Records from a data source
########################################

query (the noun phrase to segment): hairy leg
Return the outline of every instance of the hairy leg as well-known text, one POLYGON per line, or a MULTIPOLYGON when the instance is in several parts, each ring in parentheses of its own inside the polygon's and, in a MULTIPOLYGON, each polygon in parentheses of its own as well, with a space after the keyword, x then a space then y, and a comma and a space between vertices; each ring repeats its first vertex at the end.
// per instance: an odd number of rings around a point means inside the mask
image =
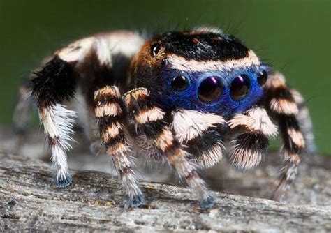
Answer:
POLYGON ((270 75, 265 89, 267 96, 267 107, 278 121, 284 142, 281 156, 284 165, 272 197, 280 200, 295 179, 301 160, 300 154, 304 148, 304 140, 297 118, 299 108, 284 76, 279 73, 270 75))
POLYGON ((121 176, 127 196, 126 204, 130 207, 138 206, 143 204, 145 198, 132 169, 132 151, 121 122, 125 116, 118 88, 106 86, 98 89, 95 93, 94 102, 100 136, 121 176))
POLYGON ((205 181, 196 172, 189 154, 176 140, 166 121, 165 112, 154 106, 146 89, 135 89, 124 96, 124 104, 130 120, 138 133, 143 133, 153 145, 162 153, 180 179, 184 179, 198 196, 203 209, 212 206, 214 197, 206 187, 205 181))
POLYGON ((253 107, 242 114, 237 114, 228 121, 235 129, 229 159, 235 167, 245 170, 256 167, 263 159, 269 145, 268 136, 275 136, 277 128, 271 121, 267 111, 253 107))

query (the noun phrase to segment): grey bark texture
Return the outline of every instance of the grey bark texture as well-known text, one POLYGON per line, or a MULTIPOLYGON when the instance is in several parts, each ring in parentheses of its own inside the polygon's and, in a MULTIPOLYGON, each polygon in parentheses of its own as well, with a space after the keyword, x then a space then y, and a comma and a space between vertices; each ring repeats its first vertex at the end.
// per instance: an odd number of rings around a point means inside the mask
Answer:
MULTIPOLYGON (((9 140, 5 141, 2 138, 0 142, 3 151, 10 146, 9 140)), ((43 148, 43 140, 35 143, 43 148)), ((103 172, 111 172, 109 158, 80 151, 76 148, 69 160, 71 167, 80 170, 71 170, 73 183, 63 189, 51 184, 47 163, 0 153, 1 232, 331 231, 328 157, 307 157, 297 182, 281 202, 266 199, 277 181, 276 153, 251 172, 235 171, 221 163, 203 174, 215 190, 217 202, 212 209, 201 212, 194 195, 162 167, 141 172, 158 181, 141 182, 147 204, 125 209, 119 180, 103 172)))

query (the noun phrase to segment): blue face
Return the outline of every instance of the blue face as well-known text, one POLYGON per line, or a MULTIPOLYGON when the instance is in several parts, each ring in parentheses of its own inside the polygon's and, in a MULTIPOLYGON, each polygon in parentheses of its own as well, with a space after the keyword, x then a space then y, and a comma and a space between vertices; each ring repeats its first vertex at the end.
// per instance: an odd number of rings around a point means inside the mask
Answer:
POLYGON ((163 69, 156 84, 161 88, 151 96, 165 109, 184 108, 228 116, 260 99, 267 71, 266 66, 207 72, 163 69))

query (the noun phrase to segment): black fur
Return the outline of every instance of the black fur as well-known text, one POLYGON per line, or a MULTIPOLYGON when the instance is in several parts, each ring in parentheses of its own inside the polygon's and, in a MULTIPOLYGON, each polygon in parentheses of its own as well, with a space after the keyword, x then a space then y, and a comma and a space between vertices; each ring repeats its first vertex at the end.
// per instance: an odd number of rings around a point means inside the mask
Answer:
POLYGON ((196 61, 237 59, 249 52, 236 38, 212 32, 170 32, 158 39, 166 52, 196 61))
POLYGON ((237 144, 247 151, 260 151, 265 154, 269 146, 269 140, 262 133, 245 133, 236 138, 237 144))
POLYGON ((31 86, 38 107, 61 103, 75 94, 76 82, 73 67, 57 56, 34 75, 31 86))

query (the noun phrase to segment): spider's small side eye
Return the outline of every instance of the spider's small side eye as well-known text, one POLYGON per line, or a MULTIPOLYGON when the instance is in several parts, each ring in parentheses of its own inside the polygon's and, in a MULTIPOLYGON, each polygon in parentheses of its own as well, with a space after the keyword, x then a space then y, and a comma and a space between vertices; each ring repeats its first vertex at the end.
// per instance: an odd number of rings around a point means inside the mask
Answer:
POLYGON ((159 51, 160 51, 160 44, 159 43, 155 43, 151 47, 151 54, 152 56, 156 57, 157 54, 159 53, 159 51))
POLYGON ((239 100, 247 95, 251 87, 251 80, 247 75, 237 76, 231 82, 230 96, 234 100, 239 100))
POLYGON ((184 91, 189 87, 189 80, 185 76, 176 76, 171 81, 171 87, 174 90, 184 91))
POLYGON ((267 80, 267 72, 265 70, 260 71, 258 73, 258 82, 260 86, 263 85, 267 80))
POLYGON ((218 77, 208 77, 200 84, 199 98, 204 102, 214 101, 221 96, 223 89, 223 83, 218 77))

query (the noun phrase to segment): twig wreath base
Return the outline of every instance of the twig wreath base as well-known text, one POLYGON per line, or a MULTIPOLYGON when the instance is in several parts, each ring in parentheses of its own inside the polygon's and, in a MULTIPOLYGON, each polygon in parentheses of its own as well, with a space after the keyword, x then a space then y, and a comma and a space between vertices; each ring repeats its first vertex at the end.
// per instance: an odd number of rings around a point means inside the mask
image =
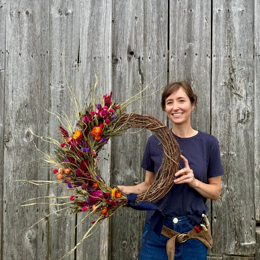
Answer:
POLYGON ((169 191, 176 178, 181 154, 179 145, 170 130, 159 119, 150 116, 135 113, 124 115, 119 122, 124 125, 124 130, 131 128, 146 128, 156 136, 163 146, 162 165, 156 173, 153 183, 147 190, 137 196, 140 201, 153 203, 163 197, 169 191))
MULTIPOLYGON (((96 225, 98 226, 103 220, 112 216, 118 209, 127 206, 126 195, 116 185, 107 186, 98 167, 98 153, 104 149, 104 145, 110 139, 121 136, 129 128, 146 128, 152 131, 162 145, 163 153, 161 166, 156 174, 153 183, 147 190, 138 195, 136 203, 142 201, 154 203, 163 198, 174 184, 174 174, 178 169, 181 151, 168 128, 152 116, 126 113, 128 105, 144 97, 141 94, 149 85, 128 100, 118 103, 112 101, 112 92, 109 95, 103 95, 101 99, 99 95, 95 94, 97 82, 96 76, 95 83, 82 109, 80 109, 73 89, 67 82, 72 96, 71 99, 74 99, 76 117, 72 113, 70 119, 65 113, 61 115, 50 112, 57 117, 62 125, 59 126, 61 134, 60 140, 57 140, 48 136, 39 136, 32 133, 56 147, 53 154, 38 150, 43 155, 43 161, 54 168, 53 172, 56 175, 56 179, 55 181, 25 181, 37 185, 39 183, 64 184, 67 186, 69 194, 63 197, 45 196, 29 200, 69 198, 68 202, 65 203, 47 202, 50 205, 62 205, 66 207, 45 216, 37 223, 52 214, 68 209, 72 209, 74 214, 82 213, 85 214, 80 223, 88 216, 93 214, 97 215, 96 220, 92 222, 92 225, 82 239, 61 259, 67 256, 85 238, 92 234, 96 230, 94 228, 96 225)), ((37 202, 22 206, 46 203, 37 202)))

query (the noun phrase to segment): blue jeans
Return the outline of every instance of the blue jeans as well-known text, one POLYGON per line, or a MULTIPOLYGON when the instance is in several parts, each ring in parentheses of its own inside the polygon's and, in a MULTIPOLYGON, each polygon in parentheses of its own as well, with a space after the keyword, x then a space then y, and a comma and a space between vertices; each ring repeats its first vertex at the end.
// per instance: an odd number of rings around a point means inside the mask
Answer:
MULTIPOLYGON (((173 222, 175 218, 166 217, 164 224, 181 234, 188 232, 196 225, 186 217, 176 217, 178 222, 175 224, 173 222)), ((142 244, 149 226, 150 224, 146 222, 142 237, 142 244)), ((153 231, 140 254, 140 260, 168 260, 166 243, 169 239, 161 234, 159 237, 153 231)), ((174 260, 206 260, 207 254, 207 247, 197 239, 189 239, 180 244, 176 242, 175 244, 174 260)))

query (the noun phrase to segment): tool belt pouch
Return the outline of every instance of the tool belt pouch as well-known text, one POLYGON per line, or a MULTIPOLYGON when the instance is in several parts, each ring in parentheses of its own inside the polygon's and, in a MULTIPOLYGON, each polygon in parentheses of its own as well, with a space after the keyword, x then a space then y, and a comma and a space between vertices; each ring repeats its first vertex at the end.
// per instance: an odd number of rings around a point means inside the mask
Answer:
MULTIPOLYGON (((198 225, 196 226, 198 228, 200 226, 198 225)), ((201 241, 208 248, 210 249, 212 248, 212 237, 209 225, 207 231, 202 229, 200 232, 198 232, 193 228, 187 233, 183 234, 181 234, 163 225, 162 230, 162 234, 170 239, 166 244, 168 260, 173 260, 176 242, 180 243, 185 242, 188 239, 197 238, 201 241)))
POLYGON ((197 238, 201 241, 208 248, 210 249, 212 248, 213 241, 210 232, 210 225, 209 226, 208 230, 206 231, 203 229, 200 233, 193 232, 192 232, 193 230, 195 231, 193 229, 190 232, 191 233, 190 235, 190 238, 197 238), (190 237, 191 236, 192 236, 192 237, 190 237))

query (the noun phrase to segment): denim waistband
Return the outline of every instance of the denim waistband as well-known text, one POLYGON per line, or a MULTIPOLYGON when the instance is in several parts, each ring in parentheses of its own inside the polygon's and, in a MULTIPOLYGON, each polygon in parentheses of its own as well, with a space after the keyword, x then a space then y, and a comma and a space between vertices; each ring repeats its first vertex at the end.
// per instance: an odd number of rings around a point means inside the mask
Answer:
POLYGON ((173 223, 174 219, 177 219, 178 221, 177 223, 174 223, 175 224, 183 224, 184 223, 187 223, 188 222, 193 222, 189 218, 187 217, 166 217, 164 221, 166 222, 170 222, 173 223))

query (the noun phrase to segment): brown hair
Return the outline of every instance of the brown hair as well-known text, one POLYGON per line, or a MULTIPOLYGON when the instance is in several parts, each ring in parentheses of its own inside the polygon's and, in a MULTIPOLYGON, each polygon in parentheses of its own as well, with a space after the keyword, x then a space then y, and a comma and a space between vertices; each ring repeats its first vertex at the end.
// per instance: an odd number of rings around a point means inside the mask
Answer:
POLYGON ((197 96, 193 92, 190 85, 186 81, 179 81, 169 83, 165 87, 162 94, 161 106, 163 111, 165 111, 165 99, 172 93, 177 91, 179 89, 182 87, 185 92, 190 100, 192 104, 196 105, 197 103, 197 96))

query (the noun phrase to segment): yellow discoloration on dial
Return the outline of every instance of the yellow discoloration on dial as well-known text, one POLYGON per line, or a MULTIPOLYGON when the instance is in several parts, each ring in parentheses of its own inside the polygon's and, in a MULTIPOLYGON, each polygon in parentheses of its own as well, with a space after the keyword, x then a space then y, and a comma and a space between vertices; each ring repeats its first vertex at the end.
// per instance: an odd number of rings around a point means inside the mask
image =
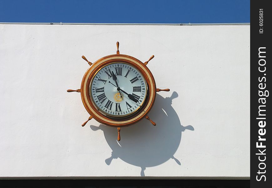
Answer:
POLYGON ((119 92, 118 92, 115 93, 113 97, 113 99, 114 101, 116 102, 121 102, 124 98, 123 95, 120 95, 119 92))

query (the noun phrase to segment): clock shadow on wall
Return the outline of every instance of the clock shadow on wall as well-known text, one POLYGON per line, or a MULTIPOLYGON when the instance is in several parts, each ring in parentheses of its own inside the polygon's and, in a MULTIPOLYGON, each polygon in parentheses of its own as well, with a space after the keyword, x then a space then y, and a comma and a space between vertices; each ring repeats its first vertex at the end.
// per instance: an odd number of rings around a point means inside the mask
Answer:
POLYGON ((148 121, 142 120, 133 126, 122 128, 122 138, 116 140, 113 134, 116 128, 100 124, 99 127, 91 125, 93 130, 101 130, 106 141, 112 150, 111 156, 105 159, 109 165, 113 159, 119 158, 129 164, 140 167, 140 174, 145 176, 146 167, 160 164, 170 159, 181 165, 180 159, 174 155, 180 142, 182 133, 186 130, 194 130, 191 125, 184 126, 174 109, 172 101, 178 95, 174 91, 169 97, 165 98, 157 94, 156 102, 149 114, 156 122, 153 126, 148 121))

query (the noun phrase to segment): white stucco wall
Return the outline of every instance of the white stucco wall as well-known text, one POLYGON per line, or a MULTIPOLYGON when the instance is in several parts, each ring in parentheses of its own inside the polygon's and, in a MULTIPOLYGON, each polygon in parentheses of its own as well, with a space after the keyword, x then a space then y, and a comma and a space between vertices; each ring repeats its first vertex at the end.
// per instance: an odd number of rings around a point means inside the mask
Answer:
POLYGON ((0 176, 249 177, 249 26, 0 25, 0 176), (171 89, 149 114, 157 126, 121 128, 120 145, 116 128, 82 127, 80 94, 66 92, 80 88, 82 55, 115 54, 118 41, 121 54, 154 55, 157 87, 171 89))

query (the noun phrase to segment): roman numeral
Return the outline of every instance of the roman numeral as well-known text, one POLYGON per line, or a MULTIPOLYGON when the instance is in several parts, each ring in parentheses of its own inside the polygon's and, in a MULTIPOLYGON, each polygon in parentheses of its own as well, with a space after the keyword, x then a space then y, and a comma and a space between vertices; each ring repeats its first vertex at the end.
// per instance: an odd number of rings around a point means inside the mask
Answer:
POLYGON ((136 94, 134 94, 134 93, 132 93, 132 95, 133 97, 134 97, 134 98, 135 98, 137 101, 139 100, 139 99, 140 98, 140 96, 138 96, 136 94))
POLYGON ((104 106, 105 107, 111 110, 111 107, 112 106, 112 103, 113 102, 109 100, 108 100, 108 102, 106 103, 106 105, 104 106))
POLYGON ((105 72, 108 75, 108 78, 109 78, 112 76, 112 73, 111 71, 110 71, 110 69, 108 69, 105 71, 105 72))
POLYGON ((115 67, 115 71, 116 72, 115 75, 122 76, 122 67, 115 67))
POLYGON ((121 112, 121 107, 120 107, 120 104, 119 103, 115 103, 115 111, 116 112, 121 112))
MULTIPOLYGON (((134 89, 133 90, 134 91, 134 89)), ((95 87, 95 92, 104 92, 104 87, 101 88, 98 88, 95 87)))
POLYGON ((131 82, 131 83, 133 84, 134 82, 139 80, 139 79, 138 78, 138 77, 137 76, 135 76, 130 80, 130 82, 131 82))
POLYGON ((126 74, 126 76, 125 76, 125 77, 126 78, 127 76, 128 76, 128 73, 129 72, 129 71, 130 71, 129 70, 128 70, 128 72, 127 72, 127 74, 126 74))
POLYGON ((141 86, 133 86, 133 92, 134 91, 141 91, 141 86))
POLYGON ((97 98, 98 99, 100 103, 102 104, 102 103, 104 102, 104 101, 106 100, 106 99, 107 98, 107 97, 106 97, 106 95, 105 95, 105 93, 103 93, 102 94, 101 94, 99 95, 98 95, 97 98))
POLYGON ((99 78, 98 79, 98 80, 99 80, 99 81, 103 81, 103 82, 104 84, 106 83, 106 82, 107 81, 106 80, 103 80, 103 79, 101 79, 101 78, 100 78, 100 77, 99 77, 99 78))
POLYGON ((129 104, 128 103, 128 102, 126 101, 126 104, 127 105, 127 108, 128 109, 128 110, 132 107, 130 105, 129 105, 129 104))

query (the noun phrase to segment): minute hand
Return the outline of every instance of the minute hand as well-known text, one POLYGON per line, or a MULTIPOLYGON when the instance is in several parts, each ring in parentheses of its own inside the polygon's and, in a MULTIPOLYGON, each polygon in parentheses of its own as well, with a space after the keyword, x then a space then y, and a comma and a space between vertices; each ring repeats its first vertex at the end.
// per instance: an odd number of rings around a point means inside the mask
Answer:
POLYGON ((118 91, 121 90, 125 94, 126 94, 128 95, 128 98, 129 98, 130 99, 132 100, 135 102, 138 102, 138 100, 135 99, 133 95, 131 95, 131 94, 128 94, 127 92, 123 90, 120 88, 120 87, 117 87, 117 90, 118 91))

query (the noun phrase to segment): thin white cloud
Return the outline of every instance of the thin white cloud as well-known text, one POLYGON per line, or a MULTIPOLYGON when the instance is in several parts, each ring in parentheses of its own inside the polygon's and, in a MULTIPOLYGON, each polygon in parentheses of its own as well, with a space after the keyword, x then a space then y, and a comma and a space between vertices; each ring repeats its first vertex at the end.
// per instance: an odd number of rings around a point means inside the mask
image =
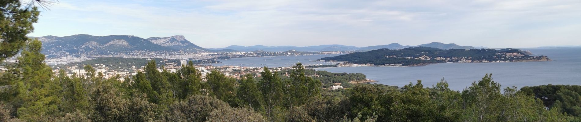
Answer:
POLYGON ((433 41, 492 47, 581 45, 581 1, 61 1, 31 36, 184 35, 231 45, 366 46, 433 41), (550 42, 547 42, 550 39, 550 42))

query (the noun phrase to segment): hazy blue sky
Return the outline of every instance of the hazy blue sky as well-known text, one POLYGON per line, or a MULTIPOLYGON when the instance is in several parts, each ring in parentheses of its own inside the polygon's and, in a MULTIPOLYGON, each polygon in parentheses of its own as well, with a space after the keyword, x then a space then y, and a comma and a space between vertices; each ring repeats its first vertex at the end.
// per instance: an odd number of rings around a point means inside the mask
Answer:
POLYGON ((581 45, 580 0, 59 1, 30 36, 180 35, 206 48, 581 45))

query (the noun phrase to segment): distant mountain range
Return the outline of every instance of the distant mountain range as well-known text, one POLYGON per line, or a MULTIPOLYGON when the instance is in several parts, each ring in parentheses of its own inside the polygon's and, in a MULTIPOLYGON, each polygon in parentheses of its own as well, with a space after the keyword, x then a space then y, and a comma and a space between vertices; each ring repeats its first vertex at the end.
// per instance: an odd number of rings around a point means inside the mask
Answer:
POLYGON ((144 39, 131 35, 93 36, 78 34, 59 37, 45 36, 30 37, 42 42, 43 51, 66 51, 76 53, 96 51, 97 52, 121 51, 208 51, 185 39, 184 36, 152 37, 144 39))
POLYGON ((298 51, 368 51, 379 49, 402 49, 407 47, 424 46, 441 49, 469 49, 486 48, 461 46, 454 43, 445 44, 432 42, 418 46, 403 46, 399 43, 358 47, 353 46, 341 45, 325 45, 306 47, 292 46, 266 46, 256 45, 242 46, 232 45, 224 48, 205 49, 198 46, 181 35, 170 37, 150 37, 147 39, 131 35, 94 36, 87 34, 77 34, 66 36, 45 36, 42 37, 30 37, 37 38, 42 42, 44 52, 92 52, 107 53, 123 51, 212 51, 212 52, 250 52, 260 50, 261 51, 282 52, 288 50, 298 51))
POLYGON ((228 49, 230 50, 237 50, 239 51, 253 51, 254 50, 263 50, 266 51, 284 51, 289 50, 296 50, 300 51, 346 51, 346 50, 377 50, 379 49, 402 49, 407 47, 430 47, 434 48, 438 48, 440 49, 487 49, 486 47, 472 47, 472 46, 461 46, 454 43, 442 43, 440 42, 432 42, 430 43, 422 44, 418 46, 403 46, 399 43, 391 43, 386 45, 378 45, 373 46, 367 46, 363 47, 358 47, 353 46, 345 46, 340 45, 320 45, 320 46, 311 46, 307 47, 297 47, 292 46, 265 46, 263 45, 256 45, 252 46, 242 46, 238 45, 232 45, 228 46, 224 48, 217 48, 217 49, 208 49, 210 50, 222 50, 228 49))

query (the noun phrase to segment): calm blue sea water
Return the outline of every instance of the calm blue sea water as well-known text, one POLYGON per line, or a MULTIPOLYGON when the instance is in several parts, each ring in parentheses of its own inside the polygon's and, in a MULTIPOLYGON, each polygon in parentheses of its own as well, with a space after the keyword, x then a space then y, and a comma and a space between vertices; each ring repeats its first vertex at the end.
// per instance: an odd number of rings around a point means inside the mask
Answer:
POLYGON ((486 73, 502 87, 543 84, 581 85, 581 48, 522 49, 555 61, 496 63, 445 63, 414 67, 339 67, 320 68, 332 72, 362 73, 368 79, 402 87, 422 80, 431 87, 444 77, 450 88, 462 90, 486 73))
MULTIPOLYGON (((544 55, 555 61, 497 63, 444 63, 414 67, 338 67, 318 68, 332 72, 362 73, 378 83, 402 87, 410 82, 422 80, 425 87, 431 87, 442 77, 450 84, 450 88, 462 90, 472 82, 482 78, 486 73, 501 87, 553 84, 581 85, 581 48, 522 49, 535 55, 544 55)), ((309 62, 322 57, 338 56, 313 55, 270 57, 238 58, 220 60, 214 65, 278 67, 292 65, 299 61, 305 64, 323 64, 309 62), (264 64, 266 65, 263 65, 264 64)))

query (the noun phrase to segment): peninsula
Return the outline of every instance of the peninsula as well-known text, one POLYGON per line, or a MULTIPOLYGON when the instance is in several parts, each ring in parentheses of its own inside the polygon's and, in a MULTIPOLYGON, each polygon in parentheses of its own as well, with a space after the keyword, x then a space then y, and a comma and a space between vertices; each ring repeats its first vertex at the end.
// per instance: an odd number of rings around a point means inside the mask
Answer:
MULTIPOLYGON (((448 49, 429 47, 401 50, 381 49, 321 58, 321 61, 343 61, 335 66, 422 66, 444 62, 504 62, 551 61, 544 56, 515 49, 448 49)), ((330 66, 333 66, 332 65, 330 66)))

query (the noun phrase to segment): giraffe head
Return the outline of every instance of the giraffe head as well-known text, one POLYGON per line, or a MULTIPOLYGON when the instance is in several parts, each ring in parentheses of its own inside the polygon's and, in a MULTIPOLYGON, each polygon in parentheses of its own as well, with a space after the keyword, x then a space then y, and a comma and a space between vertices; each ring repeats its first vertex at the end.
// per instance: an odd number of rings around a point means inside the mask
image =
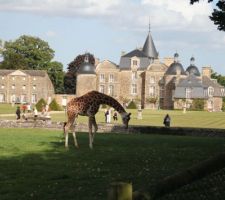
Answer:
POLYGON ((126 113, 126 112, 121 115, 123 124, 125 125, 126 128, 128 128, 128 124, 130 121, 130 115, 131 115, 131 113, 126 113))

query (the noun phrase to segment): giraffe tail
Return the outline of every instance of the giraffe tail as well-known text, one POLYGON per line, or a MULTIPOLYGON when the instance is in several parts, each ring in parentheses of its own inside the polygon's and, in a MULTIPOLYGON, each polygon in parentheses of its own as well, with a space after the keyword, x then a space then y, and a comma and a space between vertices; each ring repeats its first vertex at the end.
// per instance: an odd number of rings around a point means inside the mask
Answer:
POLYGON ((66 129, 65 129, 66 124, 67 124, 67 122, 64 122, 64 123, 63 123, 63 133, 64 133, 64 134, 65 134, 65 132, 66 132, 66 129))

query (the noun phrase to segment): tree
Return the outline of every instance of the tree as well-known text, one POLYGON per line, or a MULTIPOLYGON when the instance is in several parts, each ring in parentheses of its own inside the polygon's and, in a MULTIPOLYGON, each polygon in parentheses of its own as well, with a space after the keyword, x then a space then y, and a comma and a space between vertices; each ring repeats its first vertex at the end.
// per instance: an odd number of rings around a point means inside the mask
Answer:
MULTIPOLYGON (((190 0, 191 4, 199 2, 199 0, 190 0)), ((213 0, 208 0, 208 3, 213 2, 213 0)), ((216 3, 218 9, 214 9, 212 16, 209 18, 218 26, 218 30, 225 31, 225 0, 219 0, 216 3)))
POLYGON ((22 35, 15 41, 0 40, 1 69, 47 70, 56 93, 63 93, 63 65, 52 61, 54 50, 38 37, 22 35))
POLYGON ((213 79, 216 79, 220 85, 225 87, 225 76, 222 76, 221 74, 217 74, 216 72, 213 72, 211 77, 213 79))
POLYGON ((48 43, 38 37, 22 35, 15 41, 6 41, 2 51, 4 69, 47 69, 54 57, 48 43), (16 59, 19 59, 17 62, 16 59))
POLYGON ((63 79, 65 73, 63 72, 63 65, 60 62, 53 61, 49 63, 48 66, 48 75, 49 78, 52 81, 52 84, 55 88, 55 93, 62 94, 64 93, 64 87, 63 87, 63 79))
POLYGON ((68 64, 68 72, 64 77, 64 90, 67 94, 76 94, 76 73, 80 65, 84 62, 85 56, 88 56, 88 61, 92 65, 95 64, 94 55, 85 53, 78 55, 72 62, 68 64))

########################################

Task prompt: Starting with the line that contains "query (the noun phrase to segment): denim" and going on through the line that contains "POLYGON ((173 223, 174", write out those lines again, requests included. Scale every polygon coordinate in the answers by 2.35 and round each result to a whole number, with halves rounded up.

Task solution:
query (the noun phrase to segment): denim waistband
Return the outline of every instance of the denim waistband as well-known text, one POLYGON per line, or a MULTIPOLYGON when the instance is in several parts, each ring in parentheses of its own inside the polygon's and, in a MULTIPOLYGON, each polygon in parentheses of its own as well, with a space after the keyword, x then a space then y, and a comma and a space between vertices; each ring repeats its first vertex at the end.
// per instance: an odd number of rings around a point means inside the mask
Answer:
POLYGON ((407 524, 409 515, 416 515, 418 519, 416 524, 409 524, 411 526, 430 526, 432 524, 439 524, 442 522, 454 522, 444 512, 439 510, 390 510, 385 519, 390 522, 400 522, 407 524))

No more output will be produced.